PROMPT 1: In the passage on the UWO curriculum-reform workshop, what were the group's three main objectives?
PROMPT 2: Please continue the passage on the UWO curriculum-reform workshop from its final sentence.

TEXT PASSAGE:
---+---

Because so many people in so many different departments were involved in the SWOMEN effort, Armstrong says, it made sense to take the course to Western Ontario. “Originally, UWO inquired about sending a large group to Boston for our Leaders program, but because we could not accommodate the number, after discussion, we concluded with the dean at UWO that this would be a great opportunity to customize the program to meet the specific challenges of UWO.”

For three days in September, 40 academic deans and department chairs, plus other medical educators and leaders—all in some way stakeholders in UWO’s curriculum reform initiative—worked with Armstrong and Aretz to bring down the barriers between them and develop a plan of action for enhancing the value of SWOMEN. The group had three main objectives for the workshop: develop negotiation skills that would enable them to work together, learn how to overcome resistance to change, and learn how to build a task force to get the work done. The reform efforts at UWO involve a number of disparate groups that simply aren’t accustomed to working together: clinical faculty at both London and at the rural sites, and the policymakers in government who have an interest in the program’s success.

One exercise placed the participants in a mock situation which required that they use negotiation techniques to come to an agreement. As Armstrong put it, “They had an opportunity to practice skills of negotiation in a risk-free setting, and then step back and reflect on what works or does not work for them in that setting.”

Silcox saw it from the point of view of a participant. “We were able to put ourselves in the shoes of others. This was the big highlight: to have the opportunity to negotiate and see how others view us.”

Armstrong explained that although the program was guided by a formal curriculum—a set of activities, a collection of readings, specific exercises designed to meet UWO’s objectives—the “informal curriculum, that unscripted set of conversations that take place over coffee or during a break, helped the participants realize that they benefit from hearing the perspectives or approaches of people in other departments, other clinical sites, and within different layers of the organization.”

---+---

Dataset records
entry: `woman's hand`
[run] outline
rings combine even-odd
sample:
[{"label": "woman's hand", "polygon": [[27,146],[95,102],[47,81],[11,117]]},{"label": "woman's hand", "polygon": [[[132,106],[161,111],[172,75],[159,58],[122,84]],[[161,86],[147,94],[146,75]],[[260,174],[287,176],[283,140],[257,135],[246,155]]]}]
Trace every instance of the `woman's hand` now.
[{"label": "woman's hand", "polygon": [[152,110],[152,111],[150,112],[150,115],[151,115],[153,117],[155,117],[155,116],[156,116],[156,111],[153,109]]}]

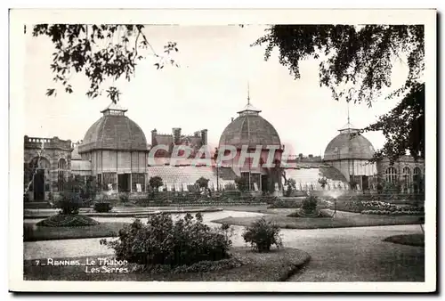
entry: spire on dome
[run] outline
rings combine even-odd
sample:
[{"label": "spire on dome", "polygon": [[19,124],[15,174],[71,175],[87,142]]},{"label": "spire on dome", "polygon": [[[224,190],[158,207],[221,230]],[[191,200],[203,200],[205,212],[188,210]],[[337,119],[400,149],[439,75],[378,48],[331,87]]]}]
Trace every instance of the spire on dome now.
[{"label": "spire on dome", "polygon": [[101,113],[103,113],[103,115],[124,115],[127,110],[117,102],[111,102],[107,108],[101,110]]},{"label": "spire on dome", "polygon": [[249,82],[247,81],[247,105],[250,104],[250,87],[249,87]]},{"label": "spire on dome", "polygon": [[343,126],[338,131],[343,133],[343,132],[357,132],[359,131],[359,128],[355,127],[354,126],[352,126],[352,124],[351,124],[351,118],[350,118],[350,116],[349,116],[349,102],[347,102],[348,103],[348,122]]},{"label": "spire on dome", "polygon": [[238,111],[239,115],[258,115],[261,112],[261,110],[256,109],[250,103],[250,85],[247,81],[247,104],[243,108],[243,110]]}]

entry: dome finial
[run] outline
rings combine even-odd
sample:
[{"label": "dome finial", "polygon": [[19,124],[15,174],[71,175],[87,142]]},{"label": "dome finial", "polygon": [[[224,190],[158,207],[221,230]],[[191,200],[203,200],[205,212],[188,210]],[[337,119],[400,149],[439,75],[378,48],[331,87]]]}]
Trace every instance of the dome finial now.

---+---

EXPECTED ANSWER 1: To develop negotiation skills that would enable them to work together, learn how to overcome resistance to change, and learn how to build a task force to get the work done.

EXPECTED ANSWER 2:
This demolition of communication barriers that enables people not only to collaborate, but to begin to develop strategies for navigating an array of related but competing agendas, raises an interesting question: why is it difficult for a group of educated, well intentioned people with the same goal to work together?

“ We are all creatures of habit,” says Armstrong. “Faculty and leaders have succeeded in their academic lives by performing work in a pattern that promotes their outstanding efforts and their departments individually. But now organizations like UWO are requiring work to be done across departments by multi-disciplinary teams, and some find themselves unfamiliar working in that venue.”

When asked to assess the Harvard Macy model, Armstrong explains that she measures a program’s success by the readiness of the participants to “leave the program with a new action plan and the tools to move forward with it effectively.”

Silcox said that UWO is taking the lessons of the program and devising its next steps, including taking a close look at the SWOMEN project and identifying ways to improve it. There is work to be done, but in his view, the program has already had a positive effect. “The program essentially turned us on our ear,” he said. “The buzz around UWO is significant.”

Although elements of the Institute’s programs have been delivered in other parts of the world, this was the first time that one of the two annual programs of the Institute has been customized for one institution’s needs. Armstrong and Aretz are currently exploring other opportunities to replicate the Western Ontario experience for other institutions, and several schools have already shown interest in hosting the program in the future.